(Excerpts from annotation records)
──────

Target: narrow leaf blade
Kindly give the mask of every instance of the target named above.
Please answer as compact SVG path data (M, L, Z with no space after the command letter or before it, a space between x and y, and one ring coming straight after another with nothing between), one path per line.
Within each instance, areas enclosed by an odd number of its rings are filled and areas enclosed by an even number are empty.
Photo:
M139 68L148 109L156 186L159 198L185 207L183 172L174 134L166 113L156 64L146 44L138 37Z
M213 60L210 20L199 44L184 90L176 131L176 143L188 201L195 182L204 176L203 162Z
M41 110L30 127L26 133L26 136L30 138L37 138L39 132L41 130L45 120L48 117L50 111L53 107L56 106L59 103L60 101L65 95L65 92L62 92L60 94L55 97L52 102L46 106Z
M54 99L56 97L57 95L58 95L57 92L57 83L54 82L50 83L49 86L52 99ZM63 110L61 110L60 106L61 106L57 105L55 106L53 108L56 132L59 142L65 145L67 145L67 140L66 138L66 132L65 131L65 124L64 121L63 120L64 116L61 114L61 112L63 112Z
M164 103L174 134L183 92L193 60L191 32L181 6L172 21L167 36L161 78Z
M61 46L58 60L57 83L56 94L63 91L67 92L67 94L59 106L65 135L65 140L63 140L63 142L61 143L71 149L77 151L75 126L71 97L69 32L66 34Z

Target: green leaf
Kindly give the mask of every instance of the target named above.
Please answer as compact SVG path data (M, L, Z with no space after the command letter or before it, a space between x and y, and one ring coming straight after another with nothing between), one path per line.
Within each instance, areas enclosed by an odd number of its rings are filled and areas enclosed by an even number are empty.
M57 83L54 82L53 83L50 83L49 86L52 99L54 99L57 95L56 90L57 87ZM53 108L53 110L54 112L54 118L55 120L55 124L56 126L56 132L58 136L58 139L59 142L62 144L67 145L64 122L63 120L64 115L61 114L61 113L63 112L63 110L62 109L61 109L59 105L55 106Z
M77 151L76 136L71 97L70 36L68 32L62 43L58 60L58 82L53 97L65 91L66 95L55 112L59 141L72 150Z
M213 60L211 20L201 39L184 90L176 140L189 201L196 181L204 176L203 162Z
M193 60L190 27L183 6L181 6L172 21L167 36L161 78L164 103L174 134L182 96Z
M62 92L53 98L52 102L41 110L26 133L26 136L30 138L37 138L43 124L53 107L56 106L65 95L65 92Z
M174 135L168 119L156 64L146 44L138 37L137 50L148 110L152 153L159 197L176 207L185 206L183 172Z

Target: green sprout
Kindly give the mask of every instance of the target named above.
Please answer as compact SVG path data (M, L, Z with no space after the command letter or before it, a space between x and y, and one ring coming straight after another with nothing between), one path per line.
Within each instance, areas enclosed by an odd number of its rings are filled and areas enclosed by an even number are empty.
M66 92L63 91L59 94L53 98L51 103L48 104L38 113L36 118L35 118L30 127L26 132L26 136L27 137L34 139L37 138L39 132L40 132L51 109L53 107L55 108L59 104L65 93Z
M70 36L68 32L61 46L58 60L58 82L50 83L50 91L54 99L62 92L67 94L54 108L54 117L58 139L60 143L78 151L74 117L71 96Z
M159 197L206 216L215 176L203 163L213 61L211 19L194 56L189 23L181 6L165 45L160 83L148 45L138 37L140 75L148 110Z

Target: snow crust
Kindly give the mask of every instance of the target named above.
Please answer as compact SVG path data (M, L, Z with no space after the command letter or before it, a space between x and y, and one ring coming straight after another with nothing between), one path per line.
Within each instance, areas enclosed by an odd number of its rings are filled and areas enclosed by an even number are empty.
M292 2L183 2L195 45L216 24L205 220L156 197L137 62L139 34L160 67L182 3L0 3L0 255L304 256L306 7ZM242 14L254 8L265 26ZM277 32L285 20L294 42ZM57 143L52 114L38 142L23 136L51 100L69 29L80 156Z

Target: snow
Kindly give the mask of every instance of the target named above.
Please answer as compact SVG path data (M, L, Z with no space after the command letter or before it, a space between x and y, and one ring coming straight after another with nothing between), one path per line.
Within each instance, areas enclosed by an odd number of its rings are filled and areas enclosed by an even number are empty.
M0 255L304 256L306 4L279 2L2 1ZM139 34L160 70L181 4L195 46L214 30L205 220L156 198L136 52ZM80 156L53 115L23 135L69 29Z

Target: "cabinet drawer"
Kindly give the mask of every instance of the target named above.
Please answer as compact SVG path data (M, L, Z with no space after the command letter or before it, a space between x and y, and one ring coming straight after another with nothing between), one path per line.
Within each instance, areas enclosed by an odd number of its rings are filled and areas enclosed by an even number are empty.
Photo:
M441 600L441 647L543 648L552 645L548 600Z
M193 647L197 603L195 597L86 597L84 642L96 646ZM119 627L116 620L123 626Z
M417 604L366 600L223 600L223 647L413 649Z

──────

Exercise prompt
Write out all of the records above line for line, with no changes.

Worked solution
Target: narrow leaf blade
Kindly give the mask of every instance of the target named above.
Please answer as compact SVG path data (M, L, Z with no space after the command letter or before it, a space between x and y, and one ring coming straight after another with nothing between), one path per line.
Within each instance, areas enclosed by an odd number of its rings are filled and areas enclosed by an even number are empty.
Photo:
M139 68L148 109L156 186L159 198L185 207L183 172L174 134L166 113L156 64L146 44L138 37Z
M213 60L210 20L199 44L184 90L176 131L176 143L188 201L195 182L204 176L203 162Z
M41 110L30 127L26 133L26 136L30 138L37 138L39 132L41 130L45 120L48 117L50 111L53 107L56 106L59 103L60 101L65 95L65 92L62 92L60 94L55 97L52 102L46 106Z
M54 99L56 97L57 95L58 95L57 92L57 83L54 82L50 83L49 86L52 99ZM63 110L61 110L60 106L61 106L57 105L55 106L53 108L56 132L59 142L65 145L67 145L67 140L66 138L66 132L65 131L65 124L64 121L63 120L64 116L61 114L61 112L63 112Z
M164 103L174 134L183 92L193 60L191 32L181 6L172 21L167 36L161 78Z
M61 46L58 60L57 83L56 94L63 91L67 92L67 94L59 106L65 135L65 140L63 140L63 142L61 143L71 149L77 151L75 126L71 97L69 32L66 34Z

Target: green leaf
Kindly give the mask of every instance of the target named above.
Please answer as compact SVG path data (M, L, Z with no space after the command letter or before it, a space between x and y, and one ring coming straight after another with nothing between), one path per line.
Within each instance, areas enclosed by an odd number of its rings are filled and areas enclosed by an even number are empty.
M57 83L54 82L53 83L50 83L49 86L52 99L54 99L57 95L56 90L57 87ZM53 108L53 110L54 112L54 118L55 120L55 124L56 126L56 132L58 136L58 139L59 142L62 144L67 145L64 122L63 120L64 115L61 114L61 113L63 112L63 110L62 109L61 109L59 105L55 106Z
M77 151L76 136L71 97L70 36L68 32L62 43L58 60L58 82L53 97L65 91L66 95L55 112L59 141L72 150Z
M213 60L211 20L201 39L184 90L176 140L189 201L196 181L204 176L203 162Z
M193 60L190 27L183 6L181 6L172 21L167 36L161 78L164 103L174 134L182 96Z
M62 92L53 98L52 102L41 110L26 133L26 136L30 138L37 138L43 124L53 107L56 106L65 95L65 92Z
M174 135L168 119L156 64L146 44L138 37L137 50L148 110L152 153L159 197L176 207L185 206L183 172Z

Target: green sprout
Kindly give the mask of every instance of the target named above.
Please answer as compact SVG path data (M, L, Z with no space after the command letter or before it, a space between x and y, and one ring coming straight after another with nothing between), one path per line.
Within each instance, areas enclosed by an odd number of its rings are filled and areas enclosed by an even number are empty.
M66 92L63 91L59 94L53 98L51 103L48 104L38 113L36 118L35 118L30 127L26 132L26 136L27 137L34 139L37 138L39 132L40 132L51 109L53 107L55 108L59 104L65 93Z
M70 36L68 32L61 46L58 60L58 82L50 83L50 91L54 99L62 92L67 94L54 108L54 117L58 139L60 143L78 151L74 117L71 96Z
M159 197L206 216L215 176L203 163L213 61L211 19L194 56L189 23L181 6L165 45L160 83L148 45L138 37L140 75L148 110Z

Target: snow crust
Kindly give the mask of every instance of the target named above.
Please answer as compact SVG path data (M, L, Z with no space after the command letter or before it, a space between x and y, and one ring coming straight after another with nothing between), one path per line.
Within each instance, areas enclosed by an odd number of its rings are filled and areas enclosed by an even number are empty.
M292 2L183 2L195 45L216 24L205 220L156 197L137 62L139 34L160 67L182 3L0 3L0 255L304 256L306 7ZM242 14L254 8L265 26ZM277 32L285 20L294 42ZM57 143L52 114L38 142L23 136L51 100L69 29L80 156Z

Target: snow
Kindly give the mask of every instance of the target named above.
Please answer as compact SVG path data (M, L, Z with no space after the command letter or before it, a space between x and y, and one ring coming straight after another with nothing between), one path per line.
Within each instance, areas enclosed by an odd number of its rings are filled and areas enclosed by an even number are empty.
M0 255L304 256L306 4L279 2L2 1ZM139 34L160 70L181 4L195 46L214 30L205 220L156 198L136 52ZM80 156L53 115L23 135L69 29Z

Target: "cabinet drawer"
Kindly give the mask of every instance of the target named above.
Please answer as compact SVG path data (M, L, Z with no space after the command letter or before it, a space between x and y, and one ring coming straight after another with nothing between), one path per line.
Within each instance, areas enclosed by an odd number of its rings are filled and areas enclosed by an even number are empty.
Photo:
M441 600L441 647L543 648L552 645L548 600Z
M193 647L197 603L195 597L86 597L84 642L96 646ZM119 627L116 620L123 626Z
M417 604L366 600L223 600L223 647L413 649Z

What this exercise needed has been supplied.